Free-text object descriptions
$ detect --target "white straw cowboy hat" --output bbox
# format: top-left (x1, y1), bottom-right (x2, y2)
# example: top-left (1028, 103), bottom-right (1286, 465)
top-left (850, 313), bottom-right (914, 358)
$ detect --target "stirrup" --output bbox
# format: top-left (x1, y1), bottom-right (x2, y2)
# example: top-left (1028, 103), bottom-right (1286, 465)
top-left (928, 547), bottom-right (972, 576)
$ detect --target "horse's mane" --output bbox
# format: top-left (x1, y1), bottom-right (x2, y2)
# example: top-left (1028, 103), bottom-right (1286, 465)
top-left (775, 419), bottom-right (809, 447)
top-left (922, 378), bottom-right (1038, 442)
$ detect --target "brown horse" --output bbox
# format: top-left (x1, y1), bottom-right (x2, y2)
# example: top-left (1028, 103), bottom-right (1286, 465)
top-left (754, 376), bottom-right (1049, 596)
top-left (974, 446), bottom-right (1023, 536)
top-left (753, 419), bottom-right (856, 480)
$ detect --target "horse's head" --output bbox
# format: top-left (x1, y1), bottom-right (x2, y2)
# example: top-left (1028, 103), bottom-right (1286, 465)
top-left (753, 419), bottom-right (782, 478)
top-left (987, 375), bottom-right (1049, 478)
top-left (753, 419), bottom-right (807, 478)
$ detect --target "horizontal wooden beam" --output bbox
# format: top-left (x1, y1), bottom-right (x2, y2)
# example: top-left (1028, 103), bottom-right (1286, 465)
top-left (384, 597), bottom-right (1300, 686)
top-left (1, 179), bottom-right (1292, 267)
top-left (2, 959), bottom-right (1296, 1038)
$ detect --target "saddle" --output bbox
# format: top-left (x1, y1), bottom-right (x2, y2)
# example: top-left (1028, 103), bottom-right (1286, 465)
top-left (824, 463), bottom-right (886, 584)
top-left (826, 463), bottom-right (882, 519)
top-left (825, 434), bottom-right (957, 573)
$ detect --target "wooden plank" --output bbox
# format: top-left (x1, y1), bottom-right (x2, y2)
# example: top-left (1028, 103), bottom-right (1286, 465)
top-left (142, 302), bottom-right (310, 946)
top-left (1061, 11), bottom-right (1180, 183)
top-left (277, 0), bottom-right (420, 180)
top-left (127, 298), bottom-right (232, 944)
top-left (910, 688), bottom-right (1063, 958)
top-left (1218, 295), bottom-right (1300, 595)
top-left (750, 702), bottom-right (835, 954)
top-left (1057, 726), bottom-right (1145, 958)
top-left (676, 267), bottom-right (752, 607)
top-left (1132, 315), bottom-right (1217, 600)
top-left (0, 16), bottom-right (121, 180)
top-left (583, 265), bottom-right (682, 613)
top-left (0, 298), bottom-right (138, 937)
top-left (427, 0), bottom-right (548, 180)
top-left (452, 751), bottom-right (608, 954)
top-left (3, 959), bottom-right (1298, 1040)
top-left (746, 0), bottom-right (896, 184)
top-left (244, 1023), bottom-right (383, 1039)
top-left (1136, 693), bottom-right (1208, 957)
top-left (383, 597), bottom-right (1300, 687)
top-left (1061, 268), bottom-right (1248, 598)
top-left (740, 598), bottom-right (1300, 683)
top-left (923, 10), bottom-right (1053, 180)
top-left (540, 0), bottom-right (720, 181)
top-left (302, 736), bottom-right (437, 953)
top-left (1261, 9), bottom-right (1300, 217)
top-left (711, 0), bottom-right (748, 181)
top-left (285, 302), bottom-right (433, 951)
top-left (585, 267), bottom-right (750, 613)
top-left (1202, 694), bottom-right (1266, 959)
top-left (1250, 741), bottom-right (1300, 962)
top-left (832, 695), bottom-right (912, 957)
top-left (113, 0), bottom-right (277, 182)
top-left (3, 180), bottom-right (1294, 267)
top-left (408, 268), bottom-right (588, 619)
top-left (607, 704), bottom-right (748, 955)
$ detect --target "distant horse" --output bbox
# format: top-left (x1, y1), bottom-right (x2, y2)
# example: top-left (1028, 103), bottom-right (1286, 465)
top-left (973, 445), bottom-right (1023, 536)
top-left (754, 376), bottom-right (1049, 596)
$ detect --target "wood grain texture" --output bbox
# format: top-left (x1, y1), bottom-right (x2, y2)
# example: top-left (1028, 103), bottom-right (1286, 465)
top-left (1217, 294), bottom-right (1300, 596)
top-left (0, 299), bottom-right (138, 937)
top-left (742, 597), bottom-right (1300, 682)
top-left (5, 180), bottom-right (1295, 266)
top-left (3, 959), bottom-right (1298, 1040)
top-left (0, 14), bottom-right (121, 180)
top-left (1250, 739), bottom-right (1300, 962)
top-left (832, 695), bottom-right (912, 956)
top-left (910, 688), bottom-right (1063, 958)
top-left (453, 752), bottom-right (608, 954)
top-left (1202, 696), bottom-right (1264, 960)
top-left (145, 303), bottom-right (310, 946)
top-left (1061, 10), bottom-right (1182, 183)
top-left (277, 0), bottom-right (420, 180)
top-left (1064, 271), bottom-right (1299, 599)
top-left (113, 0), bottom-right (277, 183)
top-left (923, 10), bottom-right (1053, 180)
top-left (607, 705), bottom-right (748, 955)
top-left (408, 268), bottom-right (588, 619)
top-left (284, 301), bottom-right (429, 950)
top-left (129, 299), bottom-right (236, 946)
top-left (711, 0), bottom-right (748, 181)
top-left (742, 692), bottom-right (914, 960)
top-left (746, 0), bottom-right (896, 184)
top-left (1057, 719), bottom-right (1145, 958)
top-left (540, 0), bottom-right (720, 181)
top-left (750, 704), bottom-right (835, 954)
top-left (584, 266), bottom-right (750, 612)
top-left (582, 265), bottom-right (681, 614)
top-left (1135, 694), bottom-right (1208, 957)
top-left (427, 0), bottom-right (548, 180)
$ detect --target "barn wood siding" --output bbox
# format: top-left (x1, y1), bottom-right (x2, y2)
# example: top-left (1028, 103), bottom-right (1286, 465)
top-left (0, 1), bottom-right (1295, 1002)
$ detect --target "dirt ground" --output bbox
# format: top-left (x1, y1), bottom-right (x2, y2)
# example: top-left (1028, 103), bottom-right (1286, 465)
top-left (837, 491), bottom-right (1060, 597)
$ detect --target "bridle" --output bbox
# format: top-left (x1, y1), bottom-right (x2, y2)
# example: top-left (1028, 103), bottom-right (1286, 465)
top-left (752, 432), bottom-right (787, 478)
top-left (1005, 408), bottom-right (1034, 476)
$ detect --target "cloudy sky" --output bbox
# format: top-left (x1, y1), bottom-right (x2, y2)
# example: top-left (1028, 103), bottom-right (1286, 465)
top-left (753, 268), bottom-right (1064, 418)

_Aim of the exercise_
From beginning to end, the data must be duplicated exactly.

_Result_
$ detect --target "white straw cowboy hat" --output bbox
# format: top-left (x1, y1), bottom-right (x2, y2)
# example: top-left (1028, 103), bottom-right (1286, 465)
top-left (850, 313), bottom-right (914, 358)
$ detect --target "stirrup" --output bbox
# format: top-left (x1, y1), bottom-right (x2, y2)
# example: top-left (1028, 103), bottom-right (1286, 465)
top-left (928, 547), bottom-right (972, 576)
$ detect --target "horse's mane" --output bbox
# format: top-left (x1, y1), bottom-right (x2, y2)
# example: top-left (1028, 103), bottom-right (1286, 465)
top-left (775, 419), bottom-right (809, 447)
top-left (922, 378), bottom-right (1038, 442)
$ detect --target "brown horse" --output bbox
# format: top-left (x1, y1), bottom-right (x2, y2)
# example: top-left (1028, 103), bottom-right (1286, 465)
top-left (754, 376), bottom-right (1049, 596)
top-left (974, 446), bottom-right (1023, 536)
top-left (753, 419), bottom-right (856, 480)
$ detect --target "horse's head" --output bbox
# format: top-left (x1, y1), bottom-right (x2, y2)
# example: top-left (1028, 103), bottom-right (1286, 465)
top-left (753, 419), bottom-right (782, 478)
top-left (987, 375), bottom-right (1049, 478)
top-left (753, 419), bottom-right (807, 478)
$ detect --target "horizontal wooden beam" --output bbox
# format: top-left (x1, y1), bottom-right (x2, y2)
# example: top-left (1028, 103), bottom-right (1286, 465)
top-left (384, 597), bottom-right (1300, 686)
top-left (1, 179), bottom-right (1292, 267)
top-left (2, 959), bottom-right (1296, 1038)
$ detect --target "saddle" --output bbox
# format: top-left (x1, y1), bottom-right (x2, y2)
# example: top-left (1028, 103), bottom-right (1286, 465)
top-left (824, 463), bottom-right (886, 584)
top-left (826, 463), bottom-right (882, 519)
top-left (825, 434), bottom-right (957, 573)
$ detect --target "wooden plank" --output bbox
# format: top-left (x1, y1), bottom-right (x2, y2)
# example: top-left (1028, 103), bottom-right (1286, 465)
top-left (142, 302), bottom-right (310, 946)
top-left (1061, 11), bottom-right (1180, 183)
top-left (277, 0), bottom-right (420, 180)
top-left (127, 298), bottom-right (232, 944)
top-left (910, 688), bottom-right (1063, 958)
top-left (1218, 295), bottom-right (1300, 595)
top-left (750, 702), bottom-right (835, 954)
top-left (1057, 726), bottom-right (1145, 958)
top-left (676, 267), bottom-right (752, 607)
top-left (1132, 315), bottom-right (1217, 600)
top-left (0, 16), bottom-right (121, 180)
top-left (583, 265), bottom-right (682, 613)
top-left (0, 298), bottom-right (138, 937)
top-left (427, 0), bottom-right (548, 180)
top-left (452, 751), bottom-right (608, 954)
top-left (3, 959), bottom-right (1298, 1040)
top-left (746, 0), bottom-right (896, 184)
top-left (244, 1023), bottom-right (383, 1039)
top-left (1136, 693), bottom-right (1208, 957)
top-left (383, 597), bottom-right (1300, 687)
top-left (1061, 268), bottom-right (1248, 598)
top-left (740, 598), bottom-right (1300, 683)
top-left (923, 10), bottom-right (1053, 180)
top-left (540, 0), bottom-right (720, 181)
top-left (302, 736), bottom-right (437, 953)
top-left (1261, 9), bottom-right (1300, 217)
top-left (711, 0), bottom-right (748, 181)
top-left (285, 302), bottom-right (433, 951)
top-left (585, 267), bottom-right (750, 613)
top-left (1202, 694), bottom-right (1266, 959)
top-left (1250, 741), bottom-right (1300, 962)
top-left (832, 695), bottom-right (912, 957)
top-left (113, 0), bottom-right (277, 182)
top-left (3, 180), bottom-right (1294, 267)
top-left (408, 268), bottom-right (588, 619)
top-left (607, 704), bottom-right (748, 955)
$ detect --target "distant horse" --output bbox
# format: top-left (x1, y1), bottom-right (x2, y2)
# example: top-left (1028, 103), bottom-right (1286, 465)
top-left (973, 445), bottom-right (1023, 536)
top-left (754, 376), bottom-right (1049, 596)
$ detect --target "wood grain texture" --output bbox
# format: top-left (x1, y1), bottom-right (x2, y2)
# example: top-left (1028, 103), bottom-right (1286, 465)
top-left (1217, 294), bottom-right (1300, 596)
top-left (0, 299), bottom-right (138, 937)
top-left (742, 597), bottom-right (1300, 682)
top-left (5, 180), bottom-right (1295, 266)
top-left (3, 959), bottom-right (1298, 1040)
top-left (0, 14), bottom-right (121, 180)
top-left (1250, 739), bottom-right (1300, 962)
top-left (832, 695), bottom-right (912, 956)
top-left (910, 688), bottom-right (1063, 958)
top-left (453, 752), bottom-right (608, 954)
top-left (1202, 696), bottom-right (1264, 960)
top-left (145, 303), bottom-right (310, 946)
top-left (1061, 10), bottom-right (1182, 183)
top-left (277, 0), bottom-right (420, 180)
top-left (1064, 271), bottom-right (1299, 599)
top-left (113, 0), bottom-right (277, 183)
top-left (923, 10), bottom-right (1053, 180)
top-left (607, 705), bottom-right (748, 955)
top-left (408, 268), bottom-right (588, 619)
top-left (284, 301), bottom-right (429, 950)
top-left (129, 299), bottom-right (236, 946)
top-left (711, 0), bottom-right (748, 181)
top-left (742, 692), bottom-right (914, 960)
top-left (746, 0), bottom-right (896, 184)
top-left (1057, 719), bottom-right (1145, 958)
top-left (540, 0), bottom-right (720, 181)
top-left (750, 704), bottom-right (835, 954)
top-left (584, 266), bottom-right (750, 612)
top-left (582, 265), bottom-right (681, 614)
top-left (1135, 694), bottom-right (1208, 957)
top-left (427, 0), bottom-right (548, 180)
$ detect --target "barn wood siding" --output bbox
# format: top-left (x1, y1), bottom-right (x2, y2)
# example: top-left (1028, 103), bottom-right (1286, 465)
top-left (0, 1), bottom-right (1295, 1002)
$ detect --target "dirt ground" --output bbox
# format: top-left (x1, y1), bottom-right (x2, y2)
# example: top-left (1028, 103), bottom-right (1286, 465)
top-left (837, 491), bottom-right (1060, 597)
$ detect --target "bridle" --output bbox
# format: top-left (x1, y1), bottom-right (x2, y2)
# example: top-left (1028, 103), bottom-right (1286, 465)
top-left (752, 432), bottom-right (787, 478)
top-left (1005, 408), bottom-right (1034, 476)
$ detect --target "cloudy sky" --output bbox
# format: top-left (x1, y1), bottom-right (x2, y2)
# example: top-left (1028, 103), bottom-right (1286, 465)
top-left (753, 268), bottom-right (1064, 418)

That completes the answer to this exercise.